▶ **YOUR INSTRUCTIONS**: Wherever the line with "Labeling guideline: look at the image above and mark any brown" sits in the listing below, transcribe from it up to and including the line with "Labeling guideline: look at the image above and mark any grey", exactly, and leave the remaining lines out.

[EXTRACTED RECORDS]

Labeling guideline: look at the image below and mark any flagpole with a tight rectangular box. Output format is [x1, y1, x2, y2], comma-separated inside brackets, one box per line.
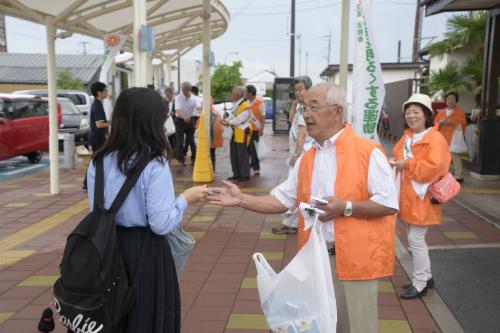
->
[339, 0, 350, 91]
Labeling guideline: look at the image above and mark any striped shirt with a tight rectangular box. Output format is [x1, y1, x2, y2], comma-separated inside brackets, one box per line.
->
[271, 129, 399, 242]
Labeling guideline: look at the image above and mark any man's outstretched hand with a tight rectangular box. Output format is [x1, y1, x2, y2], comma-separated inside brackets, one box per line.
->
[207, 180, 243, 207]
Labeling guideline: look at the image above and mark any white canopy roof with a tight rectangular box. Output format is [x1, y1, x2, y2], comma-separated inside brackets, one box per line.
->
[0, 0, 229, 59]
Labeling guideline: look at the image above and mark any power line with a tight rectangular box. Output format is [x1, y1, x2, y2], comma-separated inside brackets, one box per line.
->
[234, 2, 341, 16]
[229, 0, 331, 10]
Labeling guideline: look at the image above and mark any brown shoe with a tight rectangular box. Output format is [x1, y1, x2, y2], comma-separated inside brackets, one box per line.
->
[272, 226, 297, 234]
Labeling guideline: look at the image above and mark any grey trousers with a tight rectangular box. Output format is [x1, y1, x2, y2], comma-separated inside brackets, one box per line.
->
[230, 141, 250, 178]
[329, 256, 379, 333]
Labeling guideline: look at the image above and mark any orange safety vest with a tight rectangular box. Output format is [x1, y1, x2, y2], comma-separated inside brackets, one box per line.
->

[/EXTRACTED RECORDS]

▶ **TASK ANSWER**:
Labeling guideline: look at the image above and mark any brown shoe with a tight rectangular box. Output format is [x1, y1, x2, y2], comma-separated inside brackets, one box per line.
->
[272, 226, 297, 234]
Labeling guideline: look at the image above and mark any grey trousers with a tight rectangular box. Output format is [x1, y1, x2, y2], comma-separated inside brackets, one box per line.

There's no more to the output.